§ **Problem statement**: Extend the passage below on distributed storage pools by continuing it after its final sentence.

§ **Source document**:

First, equipment (an x86-based server, etc.) of the storage nodes 410, 420, 430 and 440 to be included in a storage pool, that is, equipment in which a kernel module and an agent (software) virtualizing a storage and enabling distributed management of data are installed, is registered based on Internet protocol (IP) addresses (S210). Subsequently, the storage nodes 410, 420, 430 and 440 are managed by the control center server 300, and metadata (locations/paths of files (directories), etc.) for data management is clustered (shared in real time) at the respective storage nodes 410, 420, 430 and 440. The storage nodes 410, 420, 430 and 440 formed in this way are connected to each other through a network, so that the control center server 300 stores and manages files in a distributed manner. Here, the storage nodes 410, 420, 430 and 440 may be servers, and the number of storage nodes may increase. Also, the number of terminals 11 and 12 may increase.

This is referred to as a trusted network. A server group connected in this way is referred to as a storage pool, and each of servers is referred to as a storage node.

To virtually generate a storage to be used by a user based on a storage pool, the user first accesses the web server 100 through the network 20 using the terminal 11.

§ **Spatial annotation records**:
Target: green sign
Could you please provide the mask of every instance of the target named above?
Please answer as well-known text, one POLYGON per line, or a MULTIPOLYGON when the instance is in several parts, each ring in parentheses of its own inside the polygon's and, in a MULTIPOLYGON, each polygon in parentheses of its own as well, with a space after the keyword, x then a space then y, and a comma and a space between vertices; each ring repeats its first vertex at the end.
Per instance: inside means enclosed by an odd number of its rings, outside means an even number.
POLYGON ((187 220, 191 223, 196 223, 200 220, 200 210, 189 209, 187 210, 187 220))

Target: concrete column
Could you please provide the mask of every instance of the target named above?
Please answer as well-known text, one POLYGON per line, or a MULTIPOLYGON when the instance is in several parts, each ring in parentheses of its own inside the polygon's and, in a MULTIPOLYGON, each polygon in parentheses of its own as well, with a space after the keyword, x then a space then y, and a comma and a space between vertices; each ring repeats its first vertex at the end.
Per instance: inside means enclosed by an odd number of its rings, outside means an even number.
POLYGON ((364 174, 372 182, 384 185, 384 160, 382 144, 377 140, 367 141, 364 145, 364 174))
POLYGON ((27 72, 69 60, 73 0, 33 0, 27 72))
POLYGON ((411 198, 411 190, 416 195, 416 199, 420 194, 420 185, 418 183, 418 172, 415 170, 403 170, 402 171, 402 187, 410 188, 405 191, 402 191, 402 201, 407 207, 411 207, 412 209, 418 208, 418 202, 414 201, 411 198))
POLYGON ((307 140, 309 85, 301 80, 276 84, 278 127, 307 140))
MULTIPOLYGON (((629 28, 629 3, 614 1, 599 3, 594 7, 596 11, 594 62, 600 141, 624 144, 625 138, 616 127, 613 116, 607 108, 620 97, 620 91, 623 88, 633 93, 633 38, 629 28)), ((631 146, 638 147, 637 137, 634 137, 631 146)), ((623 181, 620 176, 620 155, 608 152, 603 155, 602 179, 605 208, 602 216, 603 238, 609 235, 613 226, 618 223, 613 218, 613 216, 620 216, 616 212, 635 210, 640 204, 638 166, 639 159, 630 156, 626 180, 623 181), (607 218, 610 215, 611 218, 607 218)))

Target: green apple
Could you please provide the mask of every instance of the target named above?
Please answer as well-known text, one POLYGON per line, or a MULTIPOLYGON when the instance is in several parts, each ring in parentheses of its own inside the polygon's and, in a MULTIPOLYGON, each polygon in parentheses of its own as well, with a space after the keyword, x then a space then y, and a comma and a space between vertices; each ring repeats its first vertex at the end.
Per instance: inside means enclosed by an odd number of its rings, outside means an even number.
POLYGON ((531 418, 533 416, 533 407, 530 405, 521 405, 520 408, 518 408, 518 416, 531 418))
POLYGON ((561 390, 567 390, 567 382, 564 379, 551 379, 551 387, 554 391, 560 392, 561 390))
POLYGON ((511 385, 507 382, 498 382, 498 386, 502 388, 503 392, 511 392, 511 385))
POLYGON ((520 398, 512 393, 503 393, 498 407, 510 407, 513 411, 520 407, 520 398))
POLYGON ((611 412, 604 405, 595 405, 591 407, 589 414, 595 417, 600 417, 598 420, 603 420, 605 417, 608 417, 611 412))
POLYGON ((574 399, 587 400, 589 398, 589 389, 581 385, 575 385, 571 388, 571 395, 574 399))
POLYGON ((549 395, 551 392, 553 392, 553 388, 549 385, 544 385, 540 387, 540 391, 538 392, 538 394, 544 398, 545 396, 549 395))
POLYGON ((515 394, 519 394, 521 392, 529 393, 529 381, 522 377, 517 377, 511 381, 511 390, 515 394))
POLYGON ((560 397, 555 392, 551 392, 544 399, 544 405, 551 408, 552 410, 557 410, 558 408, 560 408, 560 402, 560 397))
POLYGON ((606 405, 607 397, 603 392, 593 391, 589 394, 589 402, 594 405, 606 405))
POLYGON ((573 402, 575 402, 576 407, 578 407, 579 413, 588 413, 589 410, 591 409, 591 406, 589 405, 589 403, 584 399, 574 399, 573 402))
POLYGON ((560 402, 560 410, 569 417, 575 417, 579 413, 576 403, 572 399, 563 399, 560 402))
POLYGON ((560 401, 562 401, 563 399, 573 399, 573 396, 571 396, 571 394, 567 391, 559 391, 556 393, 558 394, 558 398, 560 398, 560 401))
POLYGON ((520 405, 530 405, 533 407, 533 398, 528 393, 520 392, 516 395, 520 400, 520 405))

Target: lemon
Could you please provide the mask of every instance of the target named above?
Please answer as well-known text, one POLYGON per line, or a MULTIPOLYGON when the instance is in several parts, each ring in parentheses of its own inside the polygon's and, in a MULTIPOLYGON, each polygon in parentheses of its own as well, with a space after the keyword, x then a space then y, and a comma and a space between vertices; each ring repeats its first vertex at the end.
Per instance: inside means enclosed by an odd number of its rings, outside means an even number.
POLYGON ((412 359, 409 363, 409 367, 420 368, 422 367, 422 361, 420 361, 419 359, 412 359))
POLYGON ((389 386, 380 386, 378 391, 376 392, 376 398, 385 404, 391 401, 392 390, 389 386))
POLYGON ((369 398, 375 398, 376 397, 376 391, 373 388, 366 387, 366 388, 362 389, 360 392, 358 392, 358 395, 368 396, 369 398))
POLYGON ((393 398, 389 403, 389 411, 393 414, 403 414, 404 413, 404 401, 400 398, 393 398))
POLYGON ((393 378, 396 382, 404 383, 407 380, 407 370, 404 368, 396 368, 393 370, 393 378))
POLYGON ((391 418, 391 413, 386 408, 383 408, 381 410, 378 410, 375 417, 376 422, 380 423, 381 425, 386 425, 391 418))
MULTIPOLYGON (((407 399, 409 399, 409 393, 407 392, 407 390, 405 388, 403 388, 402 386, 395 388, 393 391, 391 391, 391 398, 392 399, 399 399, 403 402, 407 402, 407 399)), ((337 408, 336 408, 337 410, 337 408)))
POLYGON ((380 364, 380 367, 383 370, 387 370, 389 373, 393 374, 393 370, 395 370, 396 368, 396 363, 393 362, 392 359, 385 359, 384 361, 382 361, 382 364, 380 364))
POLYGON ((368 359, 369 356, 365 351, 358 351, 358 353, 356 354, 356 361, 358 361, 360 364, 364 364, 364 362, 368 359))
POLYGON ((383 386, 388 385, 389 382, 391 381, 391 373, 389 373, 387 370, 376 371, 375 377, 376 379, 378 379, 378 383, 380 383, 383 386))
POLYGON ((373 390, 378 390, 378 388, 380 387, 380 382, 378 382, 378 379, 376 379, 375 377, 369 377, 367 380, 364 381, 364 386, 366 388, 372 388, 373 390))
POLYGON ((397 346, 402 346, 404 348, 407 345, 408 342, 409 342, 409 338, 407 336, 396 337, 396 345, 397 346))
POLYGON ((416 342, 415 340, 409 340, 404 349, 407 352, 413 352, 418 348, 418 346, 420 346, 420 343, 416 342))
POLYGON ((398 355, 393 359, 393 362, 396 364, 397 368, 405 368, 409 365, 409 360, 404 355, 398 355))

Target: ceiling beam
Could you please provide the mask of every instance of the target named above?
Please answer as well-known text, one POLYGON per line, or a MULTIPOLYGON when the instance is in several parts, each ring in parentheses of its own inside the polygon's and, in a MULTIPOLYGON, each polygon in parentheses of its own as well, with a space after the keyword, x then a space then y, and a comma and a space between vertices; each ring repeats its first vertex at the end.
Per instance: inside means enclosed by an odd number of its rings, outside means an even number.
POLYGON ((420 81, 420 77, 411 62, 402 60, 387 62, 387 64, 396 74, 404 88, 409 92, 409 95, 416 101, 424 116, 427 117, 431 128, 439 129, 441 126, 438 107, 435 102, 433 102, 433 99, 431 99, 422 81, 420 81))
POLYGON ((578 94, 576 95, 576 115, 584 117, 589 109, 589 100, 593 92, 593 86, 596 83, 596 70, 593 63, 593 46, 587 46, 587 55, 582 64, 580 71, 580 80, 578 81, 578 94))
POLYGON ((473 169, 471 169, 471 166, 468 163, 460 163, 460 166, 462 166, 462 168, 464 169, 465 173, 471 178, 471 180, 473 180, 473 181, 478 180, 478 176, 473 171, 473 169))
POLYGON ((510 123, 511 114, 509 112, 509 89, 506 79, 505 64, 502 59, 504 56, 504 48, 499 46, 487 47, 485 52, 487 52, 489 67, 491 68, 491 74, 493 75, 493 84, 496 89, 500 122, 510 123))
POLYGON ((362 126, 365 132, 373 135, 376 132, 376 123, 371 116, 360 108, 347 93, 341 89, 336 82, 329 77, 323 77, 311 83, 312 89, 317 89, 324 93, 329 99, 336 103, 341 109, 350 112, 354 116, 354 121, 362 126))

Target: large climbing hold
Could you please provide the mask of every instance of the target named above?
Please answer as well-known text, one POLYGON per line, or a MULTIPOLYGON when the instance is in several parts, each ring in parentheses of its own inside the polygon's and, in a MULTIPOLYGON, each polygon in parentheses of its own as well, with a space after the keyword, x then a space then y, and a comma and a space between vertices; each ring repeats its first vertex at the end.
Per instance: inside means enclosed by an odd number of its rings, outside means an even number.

§ **Output for this task**:
Then, the terminal 11 requests a virtual storage service from the web server 100 (S220).

When the terminal requests the virtual storage service, the web server 100 requests the terminal to input a virtual storage capacity to be generated, storage node types, the number of storage nodes, and a distribution method.

At this time, after a virtual storage capacity and storage node types are input, the number of storage nodes and a distribution method can be input in sequence. Such a sequence may vary as required.

Next, when a virtual storage capacity to be generated, storage node types, the number of storage nodes, and a distribution method are input from the terminal 11, current storage node states are transferred to the terminal 11 according to the virtual storage capacity to be generated, the storage node types, the number of storage nodes, and the distribution method (S230).

The terminal 11 selects a storage node in the current storage node states (S240), and requests the control center server 300 to generate a virtual disk volume.

Then, the control center server 300 outputs a control signal with reference to the selection information so that the selected storage node generates the virtual disk volume.

Then, according to the control of the control center server 300, the selected storage node generates the virtual disk volume (S250).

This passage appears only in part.